╔══

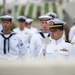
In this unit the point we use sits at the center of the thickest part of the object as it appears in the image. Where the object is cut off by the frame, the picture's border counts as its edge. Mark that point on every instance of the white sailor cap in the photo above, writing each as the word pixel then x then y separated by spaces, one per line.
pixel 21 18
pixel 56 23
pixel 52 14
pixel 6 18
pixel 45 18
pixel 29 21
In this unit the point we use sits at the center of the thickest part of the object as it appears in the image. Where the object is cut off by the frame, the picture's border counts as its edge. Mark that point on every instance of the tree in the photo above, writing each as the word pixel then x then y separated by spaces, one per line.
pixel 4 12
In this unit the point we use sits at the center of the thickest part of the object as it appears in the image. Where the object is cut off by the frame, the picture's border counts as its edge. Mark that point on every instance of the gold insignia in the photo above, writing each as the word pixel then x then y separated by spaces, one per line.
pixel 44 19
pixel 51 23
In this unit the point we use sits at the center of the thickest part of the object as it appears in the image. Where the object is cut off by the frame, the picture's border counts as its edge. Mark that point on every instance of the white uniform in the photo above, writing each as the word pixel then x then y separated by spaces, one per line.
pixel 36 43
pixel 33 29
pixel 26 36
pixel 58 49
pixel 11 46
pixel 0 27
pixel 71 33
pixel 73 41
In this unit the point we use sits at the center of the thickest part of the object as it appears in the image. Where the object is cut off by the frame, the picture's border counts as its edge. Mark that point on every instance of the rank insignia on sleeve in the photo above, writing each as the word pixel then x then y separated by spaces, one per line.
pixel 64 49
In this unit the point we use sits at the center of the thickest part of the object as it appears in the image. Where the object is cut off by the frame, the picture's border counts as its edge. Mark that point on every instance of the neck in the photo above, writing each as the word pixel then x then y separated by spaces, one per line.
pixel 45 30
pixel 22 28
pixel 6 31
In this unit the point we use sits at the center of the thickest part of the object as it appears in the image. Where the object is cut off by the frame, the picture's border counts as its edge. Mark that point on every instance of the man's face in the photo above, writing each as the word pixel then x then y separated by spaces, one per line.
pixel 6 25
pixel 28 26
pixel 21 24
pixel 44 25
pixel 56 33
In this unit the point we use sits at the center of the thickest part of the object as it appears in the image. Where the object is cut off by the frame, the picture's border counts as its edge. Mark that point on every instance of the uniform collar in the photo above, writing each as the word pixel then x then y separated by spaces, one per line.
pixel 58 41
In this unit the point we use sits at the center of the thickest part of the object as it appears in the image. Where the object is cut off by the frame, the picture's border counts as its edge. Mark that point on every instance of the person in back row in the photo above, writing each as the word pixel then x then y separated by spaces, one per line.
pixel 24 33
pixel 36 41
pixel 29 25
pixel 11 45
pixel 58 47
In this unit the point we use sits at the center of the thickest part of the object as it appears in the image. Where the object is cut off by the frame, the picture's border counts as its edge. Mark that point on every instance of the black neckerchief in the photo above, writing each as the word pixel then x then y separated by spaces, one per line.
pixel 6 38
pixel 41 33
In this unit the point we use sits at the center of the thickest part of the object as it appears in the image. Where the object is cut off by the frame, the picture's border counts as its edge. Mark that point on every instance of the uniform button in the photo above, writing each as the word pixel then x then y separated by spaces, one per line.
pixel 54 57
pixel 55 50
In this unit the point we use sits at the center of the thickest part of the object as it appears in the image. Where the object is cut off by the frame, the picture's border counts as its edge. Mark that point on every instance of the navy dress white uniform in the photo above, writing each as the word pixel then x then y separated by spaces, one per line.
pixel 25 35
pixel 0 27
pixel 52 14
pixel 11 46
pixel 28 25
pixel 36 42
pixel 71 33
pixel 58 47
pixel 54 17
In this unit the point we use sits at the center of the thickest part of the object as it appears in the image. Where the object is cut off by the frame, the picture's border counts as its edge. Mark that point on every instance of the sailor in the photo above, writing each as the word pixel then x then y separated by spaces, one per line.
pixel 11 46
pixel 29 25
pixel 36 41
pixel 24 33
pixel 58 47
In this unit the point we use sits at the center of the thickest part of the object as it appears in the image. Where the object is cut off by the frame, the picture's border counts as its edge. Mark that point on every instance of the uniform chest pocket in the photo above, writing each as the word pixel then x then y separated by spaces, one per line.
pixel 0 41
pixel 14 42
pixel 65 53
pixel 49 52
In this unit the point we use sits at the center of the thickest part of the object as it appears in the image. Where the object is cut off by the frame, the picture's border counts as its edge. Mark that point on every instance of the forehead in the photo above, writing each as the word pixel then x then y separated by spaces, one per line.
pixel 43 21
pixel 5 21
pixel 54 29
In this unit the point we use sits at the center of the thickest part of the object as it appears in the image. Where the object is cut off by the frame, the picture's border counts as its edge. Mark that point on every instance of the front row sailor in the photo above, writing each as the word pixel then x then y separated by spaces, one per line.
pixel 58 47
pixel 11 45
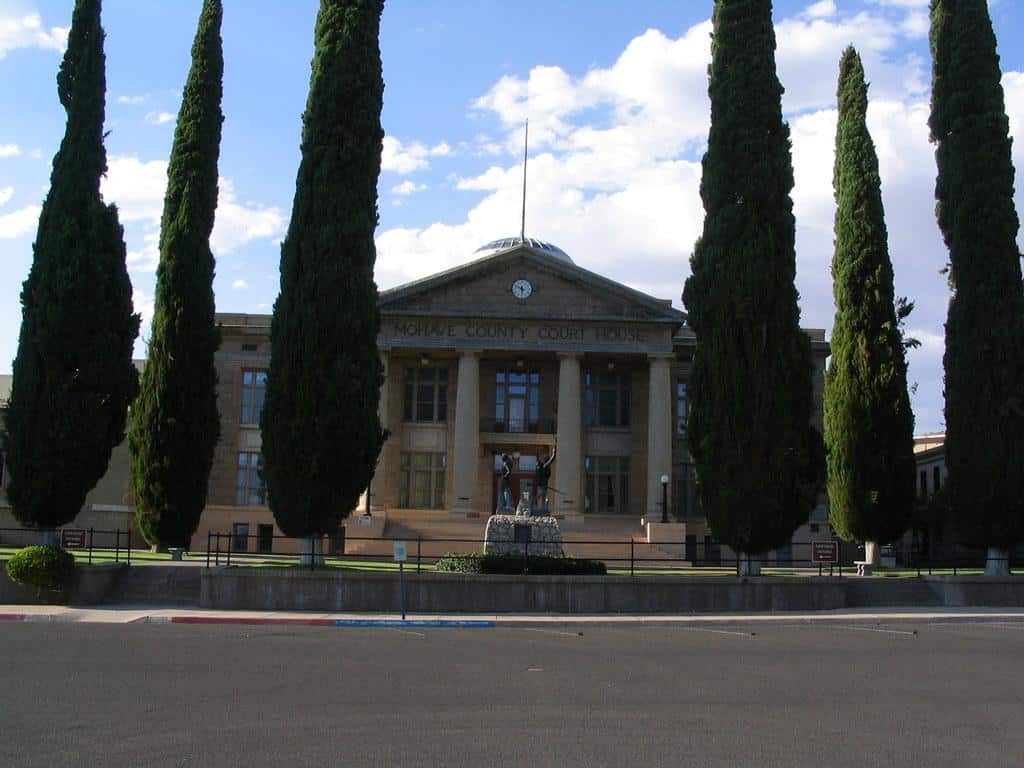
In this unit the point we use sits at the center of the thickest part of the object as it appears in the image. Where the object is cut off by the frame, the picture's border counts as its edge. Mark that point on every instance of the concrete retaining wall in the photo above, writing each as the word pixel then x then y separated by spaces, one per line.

╚══

■ WHAT TO DO
Each entry above is to be restated exactly, without its images.

■ WRITTEN SOLUTION
In this unit the point we use sits at the center of the thickest part of the object as it appears in the image. Where the object is cut off by the frame, the picture's border counts as its edge. Mark that point on every instance of the white sailor cap in the photo above, writing each as the word pixel then x then y separated by spaces, one per line.
pixel 21 18
pixel 56 23
pixel 52 14
pixel 6 18
pixel 45 18
pixel 29 21
In this unit the point we use sits at the center of the thickest part of the object as it appears in the image. Where the object is cut off by the frame, the picture's border counts as its edge. Mark that point on every instance of the tree in the photo above, writing each as the word pixel then x then y separated by spaces, one per line.
pixel 4 12
In this unit the point we use sits at the center of the thickest part of the object as it appears in the image. Where the object is cut off by the frame, the picture's border counts as its edge. Mark that point on every instance of the gold insignia in the photo above, writing each as the word pixel then x then y separated by spaces, one per line.
pixel 44 19
pixel 51 23
In this unit the point we use sits at the center of the thickest part of the object as it appears in the image. Where the object is cut off by the frame, the picture's border counts as its edge. Mark that point on every instance of the white uniform in the photo above, writing each as the word pixel then x then y separated by spaces, one per line.
pixel 36 43
pixel 33 29
pixel 26 36
pixel 58 49
pixel 11 46
pixel 0 27
pixel 71 33
pixel 73 41
In this unit the point we use sits at the center of the thickest part of the object as it appears in the image. Where the object is cut off by the frame, the picture's border counts as its edge. Mark that point on every instance of the rank insignia on sleeve in the photo above, writing each as the word pixel then x then y separated by spaces, one per line.
pixel 64 49
In this unit the point we use sits at the center of the thickest part of the object as it appears in the image. Where the object is cut off by the frame, the picture's border counts as its edge. Mark that point on every instance of the neck in the photo above, writing each as the word pixel then x then y separated by spaces, one per line.
pixel 45 30
pixel 22 28
pixel 6 31
In this unit the point we use sits at the center of the thickest part of the object as it appears in the image. Where the object is cut off by the frame, the picture's border counts as its edge. Mark that point on every instance of the man's face in the photo above, writing each as the word pixel then x then y separated by spaces, one per line.
pixel 6 25
pixel 28 26
pixel 21 24
pixel 44 25
pixel 56 33
In this unit the point we use sits at the center of the thickest part of the object as it appears in the image. Where the object is cut off by the frame, the picture's border counts as its edge. Mark that point on every instance of the uniform collar in the photo above, writing each as the word pixel then x then y separated by spaces, one per line.
pixel 58 41
In this unit the point we use sits at the center of the thickest part of the object as it appears in the image. Where the object is cut off by the frame, the picture's border counts as its edge. Mark that point on every instance of the person in back row in the photo above, writing each as the word pixel then x then y separated by spaces, one per line.
pixel 24 33
pixel 36 41
pixel 29 25
pixel 11 45
pixel 58 47
In this unit the point we use sits at the center of the thickest part of the object as it appears in the image. Where the object is cut off by the frame, the picture's border counts as its edge. Mark that point on every instance of the black neckerchief in the photo above, writing each as the word pixel then x then y separated by spaces, one per line.
pixel 6 38
pixel 41 33
In this unit the point we use sits at the center of the thickest part of the object as it appears in the image. Where the object is cut off by the frame, the picture's border counts as its edge. Mark that point on every instance of the uniform button in the photo above, writing each as the word pixel then x then y separated by spaces, one per line.
pixel 54 57
pixel 55 50
In this unit the point we use sits at the center of the thickest part of the object as it appears in the image. Where the object is cut off by the frame, the picture's border counts as its edge. Mark that point on every instance of the navy dress white uniform in the photo above, writing each as the word pixel then x then y separated by spaces, one per line.
pixel 25 35
pixel 0 27
pixel 52 14
pixel 11 46
pixel 28 25
pixel 36 42
pixel 71 33
pixel 58 47
pixel 54 17
In this unit the point we use sits at the center of the thickest part of the object as it appears in the image. Where the object is cut off by the frame, the picture's border counts as its edge. Mark that point on every instance of the sailor in the photo above, writing each as the word pixel then x then y separated by spaces, one per line.
pixel 11 46
pixel 29 25
pixel 36 41
pixel 24 33
pixel 58 47
In this unit the point we use sits at the center of the thickest part of the object as it appears in the image. Where the object is cut off by the frame, the picture's border counts as its edge. Mark that point on every instance of the uniform chest pocket in the photo above, writing each as the word pixel then x then y separated by spaces, one per line.
pixel 0 41
pixel 14 42
pixel 65 53
pixel 49 52
In this unit the point we use sits at the center of the thickest part of the object as it appears in the image. Where the object is cut off by the frame, the picture's border counts as its edge. Mark that point on every instance of the forehead in the photo above, writing each as the word pixel then x then y separated by spaces, one per line.
pixel 43 21
pixel 5 21
pixel 54 29
In this unit the point we use sits at the center of the thickest part of the object as it appears in the image. Where the object is cut off by the frame, the picture's border counts as its edge. Mark that point on every instance of the front row sailor in the photo above, writing each as the word pixel then x then y separated by spaces, one per line.
pixel 58 47
pixel 11 45
In this unit the point we use sits at the center of the thickest part of the object as it appears in the image. Where the object is cut off by the frame, the picture's border counts as its edge. Mark that point on every instance of the concrete retaining wall in the photo above, writing each as the word pixel then x then y separated by spaces, one per line.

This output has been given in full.